Retoma el texto extraído sobre las elecciones en Ecuador y continúalo a partir de su última oración.

**TEXTO EXTRAÍDO**
########

Siempre vi con recelo al Gobierno del Ecuador. ¿No era acaso Rafael Correa un aliado del desastroso chavismo venezolano? Así que fue para mí muy extraño ser invitado como Observador Internacional de las elecciones . Pese a mis escrúpulos, acepté. Era más fuerte la curiosidad por ver de cerca la realidad de este vecino nuestro, de cuyo Gobierno solía recibir buenos y malos informes.
Estuve una semana y me llevé más de una sorpresa. La primera y muy grande fue encontrarme con un Consejo Nacional Electoral como no he visto en ningún país del continente. Con un poder autónomo, ajeno al Ejecutivo, despliega hasta remotas regiones una red bien organizada de controles y servicios para asegurar una transparente participación. Lleva urnas a casas de ancianos o discapacitados, a cárceles, hospitales, a confines selváticos.
¿Pierde Correa el amplio apoyo que ha tenido hasta ahora? No, no es evidente. El mejor informe de lo que ocurre en el Ecuador se lo puede dar a uno un modesto chofer de taxi. El Presidente -le dice a uno- cumple con lo que ofrece: educación, salud, carreteras, empleo, programas sociales. “En todo esto hay avances -sostiene el hombre-. Lo malo es que es muy impetuoso, bravucón. Y sus candidatos no siempre nos gustan”.

########

(Entradas del conjunto de datos)
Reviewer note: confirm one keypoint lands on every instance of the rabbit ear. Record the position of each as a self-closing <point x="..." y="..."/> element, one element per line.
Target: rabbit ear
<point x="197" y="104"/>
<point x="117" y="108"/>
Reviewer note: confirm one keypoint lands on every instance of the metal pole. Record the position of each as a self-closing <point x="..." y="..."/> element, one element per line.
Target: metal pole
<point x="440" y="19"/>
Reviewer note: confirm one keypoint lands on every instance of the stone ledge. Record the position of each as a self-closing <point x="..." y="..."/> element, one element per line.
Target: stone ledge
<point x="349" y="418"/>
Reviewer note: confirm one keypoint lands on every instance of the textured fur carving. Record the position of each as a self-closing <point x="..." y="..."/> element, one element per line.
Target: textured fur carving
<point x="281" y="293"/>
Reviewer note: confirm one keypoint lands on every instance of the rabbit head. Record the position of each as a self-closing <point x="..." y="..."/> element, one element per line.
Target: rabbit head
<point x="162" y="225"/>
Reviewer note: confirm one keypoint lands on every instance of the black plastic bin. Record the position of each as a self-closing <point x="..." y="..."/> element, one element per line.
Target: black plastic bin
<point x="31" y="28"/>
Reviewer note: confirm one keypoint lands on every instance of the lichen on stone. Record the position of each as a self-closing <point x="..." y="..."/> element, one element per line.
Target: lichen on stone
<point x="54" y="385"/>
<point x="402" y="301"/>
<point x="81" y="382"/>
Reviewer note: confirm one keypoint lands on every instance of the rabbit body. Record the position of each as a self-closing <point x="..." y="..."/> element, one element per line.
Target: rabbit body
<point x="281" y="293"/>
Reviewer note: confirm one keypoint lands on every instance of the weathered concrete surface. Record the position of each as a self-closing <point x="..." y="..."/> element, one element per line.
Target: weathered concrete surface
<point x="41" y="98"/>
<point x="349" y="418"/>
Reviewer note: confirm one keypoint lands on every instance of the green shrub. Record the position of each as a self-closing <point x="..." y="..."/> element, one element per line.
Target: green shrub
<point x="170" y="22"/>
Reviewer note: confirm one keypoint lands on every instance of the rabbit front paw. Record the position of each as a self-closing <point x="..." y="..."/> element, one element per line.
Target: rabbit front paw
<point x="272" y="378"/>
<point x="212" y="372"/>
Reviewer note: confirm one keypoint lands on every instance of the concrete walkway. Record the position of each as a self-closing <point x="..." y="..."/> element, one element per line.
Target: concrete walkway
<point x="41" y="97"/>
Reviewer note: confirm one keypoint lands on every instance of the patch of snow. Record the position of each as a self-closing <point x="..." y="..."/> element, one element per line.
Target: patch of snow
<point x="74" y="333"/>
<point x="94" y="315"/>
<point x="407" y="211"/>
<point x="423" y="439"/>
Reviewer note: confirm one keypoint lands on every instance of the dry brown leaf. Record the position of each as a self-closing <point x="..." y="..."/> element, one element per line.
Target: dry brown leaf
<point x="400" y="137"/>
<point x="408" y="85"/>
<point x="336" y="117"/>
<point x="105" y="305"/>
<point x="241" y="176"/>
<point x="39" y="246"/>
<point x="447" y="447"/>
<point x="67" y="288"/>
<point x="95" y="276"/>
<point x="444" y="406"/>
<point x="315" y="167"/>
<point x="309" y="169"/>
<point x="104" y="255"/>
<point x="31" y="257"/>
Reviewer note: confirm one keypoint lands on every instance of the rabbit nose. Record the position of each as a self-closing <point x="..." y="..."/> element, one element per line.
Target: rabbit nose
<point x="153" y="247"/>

########

**RESPUESTA DEL EJERCICIO**
Pues sí, es algo muy cierto. La inversión pública va por muy buen camino y los resultados son visibles en el auge de las exportaciones, la estructura vial, las escuelas, los hospitales y el empleo. Los reparos a Correa no atañen a su gestión sino a su personalidad y a sus desvaríos ideológicos. Tiene perfil autoritario, narcisista que reacciona con virulencia ante críticas o caricaturas hasta el punto de imponerle a la prensa leyes restrictivas que han provocado protestas de la relatora de la OEA para la Libertad de Expresión, Catalina Botero.
La impronta ideológica que dejó su paso por la Universidad de Lovaina es inquietante. Contiene los gérmenes del sacerdote marxista François Houtard, apóstol de la Teología de la Liberación y figura clave de aquel centro educativo. Por obra de esa heredada devoción, Correa aparece en el escenario continental como un fiel aliado de la desastrosa revolución bolivariana y de su socialismo del siglo XXI. En un acto inaugural del día de elecciones, no salía yo de mi asombro escuchándoles afirmar a él y a quienes lo acompañaban que la amenaza a la democracia venezolana corría por obra de la oligarquía y el imperio. La misma tesis, extensiva a la prensa, se la escuché allí al inefable amigo de Castro Ignacio Ramonet, director de Le Monde Diplomatique.
¿Hacia dónde se encamina el Ecuador? La pregunta no ha perdido vigencia. Correa tiene indudable apoyo popular. Pero la independencia que mostró el electorado en los últimos comicios y el triunfo aplastante de Mauricio Rodas en Quito y de Jaime Nebot en Guayaquil muestra que la democracia cuenta con sólidas y promisorias cartas.